_What you should do_: Below are some entries; can you quote all of them exactly?
[begin Supplied records]
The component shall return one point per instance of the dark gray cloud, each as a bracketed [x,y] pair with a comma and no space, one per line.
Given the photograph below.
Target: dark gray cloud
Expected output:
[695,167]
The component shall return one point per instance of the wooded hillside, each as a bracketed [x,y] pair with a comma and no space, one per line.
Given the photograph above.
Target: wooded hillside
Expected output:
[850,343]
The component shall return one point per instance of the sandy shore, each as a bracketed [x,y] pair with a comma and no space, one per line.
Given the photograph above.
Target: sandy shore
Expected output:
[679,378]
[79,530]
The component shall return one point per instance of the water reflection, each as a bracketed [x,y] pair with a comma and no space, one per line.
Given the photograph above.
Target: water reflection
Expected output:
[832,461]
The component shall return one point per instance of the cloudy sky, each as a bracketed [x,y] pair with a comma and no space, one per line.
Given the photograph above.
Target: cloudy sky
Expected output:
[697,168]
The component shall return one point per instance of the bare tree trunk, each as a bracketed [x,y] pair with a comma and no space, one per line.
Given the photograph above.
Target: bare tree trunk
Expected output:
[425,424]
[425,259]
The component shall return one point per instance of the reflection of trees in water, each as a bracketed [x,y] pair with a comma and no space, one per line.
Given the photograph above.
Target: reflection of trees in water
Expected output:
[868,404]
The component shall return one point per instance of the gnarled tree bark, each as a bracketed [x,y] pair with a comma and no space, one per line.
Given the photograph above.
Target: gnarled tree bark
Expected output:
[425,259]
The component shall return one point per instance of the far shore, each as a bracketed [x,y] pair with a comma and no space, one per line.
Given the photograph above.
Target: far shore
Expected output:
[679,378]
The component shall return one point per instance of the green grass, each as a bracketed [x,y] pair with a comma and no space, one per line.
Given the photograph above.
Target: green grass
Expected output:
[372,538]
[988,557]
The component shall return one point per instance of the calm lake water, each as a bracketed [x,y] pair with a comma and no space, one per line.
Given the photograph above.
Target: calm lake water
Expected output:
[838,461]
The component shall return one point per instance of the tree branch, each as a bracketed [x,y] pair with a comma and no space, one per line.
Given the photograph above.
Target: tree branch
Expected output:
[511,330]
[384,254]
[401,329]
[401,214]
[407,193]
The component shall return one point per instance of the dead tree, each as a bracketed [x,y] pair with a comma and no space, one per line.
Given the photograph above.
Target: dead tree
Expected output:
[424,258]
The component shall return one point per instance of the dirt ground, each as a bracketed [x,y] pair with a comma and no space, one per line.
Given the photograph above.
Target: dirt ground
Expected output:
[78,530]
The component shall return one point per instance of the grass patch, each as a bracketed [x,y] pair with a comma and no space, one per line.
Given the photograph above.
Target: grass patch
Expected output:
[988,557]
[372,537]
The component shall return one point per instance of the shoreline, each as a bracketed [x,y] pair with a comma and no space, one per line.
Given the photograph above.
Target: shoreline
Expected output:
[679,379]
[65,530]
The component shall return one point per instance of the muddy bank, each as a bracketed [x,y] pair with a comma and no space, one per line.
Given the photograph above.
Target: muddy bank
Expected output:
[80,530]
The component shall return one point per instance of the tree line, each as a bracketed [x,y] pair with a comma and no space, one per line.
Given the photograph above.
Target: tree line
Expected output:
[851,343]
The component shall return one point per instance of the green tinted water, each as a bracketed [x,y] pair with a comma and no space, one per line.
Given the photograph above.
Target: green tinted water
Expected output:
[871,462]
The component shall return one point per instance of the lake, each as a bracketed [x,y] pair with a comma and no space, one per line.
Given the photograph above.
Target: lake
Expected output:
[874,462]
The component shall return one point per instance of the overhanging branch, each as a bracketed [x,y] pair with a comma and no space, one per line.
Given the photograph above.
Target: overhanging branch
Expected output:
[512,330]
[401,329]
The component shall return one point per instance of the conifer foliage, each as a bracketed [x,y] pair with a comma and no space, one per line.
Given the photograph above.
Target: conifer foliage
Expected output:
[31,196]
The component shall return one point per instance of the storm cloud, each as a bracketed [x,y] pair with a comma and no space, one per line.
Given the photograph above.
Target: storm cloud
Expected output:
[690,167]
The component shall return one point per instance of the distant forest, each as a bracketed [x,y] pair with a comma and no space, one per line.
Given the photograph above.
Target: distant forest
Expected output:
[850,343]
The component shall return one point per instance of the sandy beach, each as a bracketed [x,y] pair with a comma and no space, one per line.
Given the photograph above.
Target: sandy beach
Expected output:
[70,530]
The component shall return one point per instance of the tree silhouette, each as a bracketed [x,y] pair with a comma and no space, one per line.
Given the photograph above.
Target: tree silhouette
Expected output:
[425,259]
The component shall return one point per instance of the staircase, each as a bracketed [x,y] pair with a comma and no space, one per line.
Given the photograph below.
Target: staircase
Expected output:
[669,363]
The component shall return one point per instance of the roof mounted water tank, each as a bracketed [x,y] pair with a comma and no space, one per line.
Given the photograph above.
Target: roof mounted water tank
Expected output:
[end Supplied records]
_Full response_:
The component shall return one point per instance of the dark gray cloud, each as a bracketed [x,y] pair with a comma and no space, one per line.
Given the photograph below.
Target: dark gray cloud
Expected output:
[695,167]
The component shall return one point per instance of the wooded hillside, each as a bracketed [x,y] pair with a comma and no space, one per line.
Given the photograph above.
Target: wooded hillside
Expected output:
[850,343]
The component shall return one point per instance of the sandy shore, each as a bracketed [x,y] pair with a comma and no space, one per line.
Given the photograph above.
Target: sandy shore
Expected output:
[679,378]
[79,530]
The component shall return one point per instance of the water reflection, each as a bracketed [x,y] pair with a comma and no space, one per line.
Given the photograph above.
Target: water reflection
Expected output:
[832,461]
The component shall return one point per instance of the cloudy sky, each as a bracketed [x,y] pair with a comma and no space, one per line.
Given the photograph above.
Target: cloudy sky
Expected output:
[697,168]
The component shall return one point per instance of the bare tree trunk, each as a bracketed [x,y] pair with a comma and no space, one per line.
Given the photograph above.
Target: bare tree trunk
Expected output:
[425,424]
[425,259]
The component shall return one point per instance of the reflection of trees in water, each as a bracketed [x,y] pair with a comma and no space, one per line.
Given the photograph above.
Target: reflection of trees in water
Expected output:
[868,404]
The component shall return one point per instance of the gnarled tree bark, each as a bracketed [x,y] pair with a comma and no space, one per line.
Given the photograph above.
Target: gnarled tree bark
Expected output:
[425,259]
The component shall return one point per instance of the far shore, each as a bracketed [x,y] pair with a comma and no space, one per line.
Given the photograph above.
Target: far shore
Expected output:
[679,378]
The component shall return one point per instance of the green grass, each as a bracketed [x,y] pair with a comma and no space, one per line.
Given the photograph above.
Target: green grass
Expected output:
[372,538]
[988,557]
The component shall return one point per instance of the calm lake water, each as a bracketed [x,y] pair with a comma and no space, one per line.
Given the photograph above.
Target: calm lake water
Expected output:
[838,461]
The component shall return one point per instance of the tree branch, each as a bracketed [x,y] pair with a comma and no space, one per line.
Given the photograph above.
Target: tree branch
Expected output:
[511,330]
[384,254]
[401,329]
[401,214]
[407,193]
The component shall return one point per instance of the dead tree, each as a bracketed [x,y] pair with a comma and no space, one per line.
Given the photograph above.
Target: dead tree
Expected output:
[424,258]
The component shall return one point per instance of the dirt ground, each as a bracketed [x,y] pair with a comma and no space, one per line.
Given the photograph above.
Target: dirt ground
Expected output:
[78,530]
The component shall return one point per instance of the grass patch, each as a bracketed [x,y] pair with a comma and no space, one per line.
Given the photograph above.
Target: grass patch
Expected output:
[988,557]
[372,537]
The component shall return one point per instance of the shoreline, each as a bracketed [x,y] pair with a comma and no space, one per line.
Given the photograph above.
Target: shoreline
Expected output:
[679,379]
[65,530]
The component shall return one point per instance of the muddy bank, each as a bracketed [x,y] pair with a comma and no space, one per line.
Given the photograph above.
Target: muddy bank
Expected output:
[80,530]
The component shall return one point per instance of the tree line, each as a bracketed [x,y] pair with a comma and no space, one per line.
Given the photograph above.
Target: tree line
Expected output:
[851,343]
The component shall return one point per instance of the green tinted water, each as a bracketed [x,y] pair with a comma and no space, one per line.
Given the photograph above.
Target: green tinted water
Expected output:
[871,462]
The component shall return one point per instance of the lake, each as a bracketed [x,y] pair with a comma and no space, one per line.
Given the photograph above.
Target: lake
Expected output:
[874,462]
The component shall return one point per instance of the overhanging branch, each as a bracketed [x,y] pair with a comma and no space, one per line.
Given the photograph above.
Target: overhanging branch
Expected output:
[512,330]
[401,329]
The component shall return one point per instance of the conifer foliage, each as a bracketed [x,y] pair with a comma and no space, one per line.
Given the photograph above.
Target: conifer foliage
Expected output:
[31,196]
The component shall return one point per instance of the storm cloud, each as a bracketed [x,y] pair with a comma and no space, one per line.
Given the photograph above.
Target: storm cloud
Expected output:
[690,167]
The component shall return one point per instance of the distant forest, each as a bracketed [x,y] pair with a comma and no space, one per line.
Given the photograph above.
Target: distant forest
Expected output:
[850,343]
The component shall return one point per instance of the sandy beach, each as a bracketed [x,y] pair with a comma and no space, one per line.
Given the photograph above.
Target: sandy beach
Expected output:
[70,530]
The component shall return one point per instance of the tree silhouette, each as a bracketed [x,y] pair with a comma and no space, one per line.
Given the photograph above.
Target: tree silhouette
Expected output:
[425,259]
The component shall return one point per instance of the staircase, each as a bracketed [x,y] pair with a comma and no space, one per line.
Given the photograph below.
Target: staircase
Expected output:
[669,363]
The component shall return one point per instance of the roof mounted water tank, each as a bracketed [x,y] pair with a comma and no space, one per line.
Given the photograph above.
Target: roof mounted water tank
Expected output:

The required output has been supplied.